§ Kaynak metin:
━━━
Yaşadığımız ülke insanlığımızı sorgulamak için her gün yeni bir malzeme sunuyor bize. İnsan hakları ve demokrasi değerlendirmelerinde dünya ülkeleri arasında her yıl gerileyen bir yerde oluşumuzu geri kalmışlığa, ekonomik koşullara, coğrafyanın kaderine, kötülüğü ve şiddeti daima malzeme olarak gören geçmiş iktidar pratiğimizden sadece kötülüğü öğrenerek benimseyen bu günkü iktidar temsilcilerinin tercihlerine kadar uzun bir nedensellik listesi hazırlayabiliriz. Öyle bir noktadayız ki bu evrensel siyasi ve toplumsal endeksler listesine “dünya Pandora'nın kutusu endeksi” bizim ülkemiz nedeniyle eklense yeri.

Geride bıraktığımız haftayı yaşarken elimde olmadan’ bir güne, bir haftaya ne kadar kötülük haberi daha sığabilir?’ diye düşündüm. Bizim kutuyu her gün yeniden açan Pandora’mız kim?

Kötülük bir dürtü müdür? Kötülüğü oluşturan faktörlerin yaygınlaşması bireyselden çıkarak toplumsallaşan kötülüğe dönüşüyor. Geri kalmışlık ve cehalet kişilerin ‘kendi adaletini arayışına’ zemin oluşturuyor. Karın doyurma, kendini ve en yakınlarını koruma dürtüsü en azından yanı başında olup bitene müdahale etmeme, sessiz kalma, karşı çıkmama refleksiyle kötülüğün yaygınlığına ve kalıcılığına olanak veriyor. Bunu yaparken umarsızlık, sessizlik bile kimi durumda küçük çaplı bir kötülük aslında. Bir de tabi kötülerin düzeninde kötülüğü şehvetle savunanlar var. Bu da kötülüğün öğrenilir oluşuyla yüzleştiriyor bizi.
━━━
§ Alıştırma yönergesi:
Yukarıdaki kötülük üzerine yazının ilk paragrafında, ülkenin insan hakları ve demokrasi değerlendirmelerindeki gerilemesi için hazırlanabilecek nedensellik listesinde hangi etkenler sayılıyor? Hepsini sıralayın.

§ Kayıtlı veriler:
━━━
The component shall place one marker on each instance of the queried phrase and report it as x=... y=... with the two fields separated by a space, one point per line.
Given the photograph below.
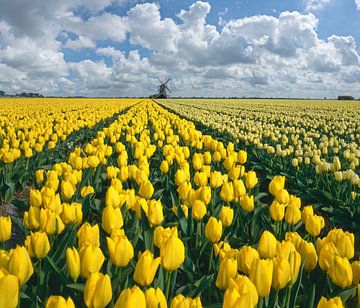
━━━
§ Yazılı cevap:
- Geri kalmışlık
- Ekonomik koşullar
- Coğrafyanın kaderi
- Kötülüğü ve şiddeti daima malzeme olarak gören geçmiş iktidar pratiğinden yalnızca kötülüğü öğrenerek benimseyen bugünkü iktidar temsilcilerinin tercihleri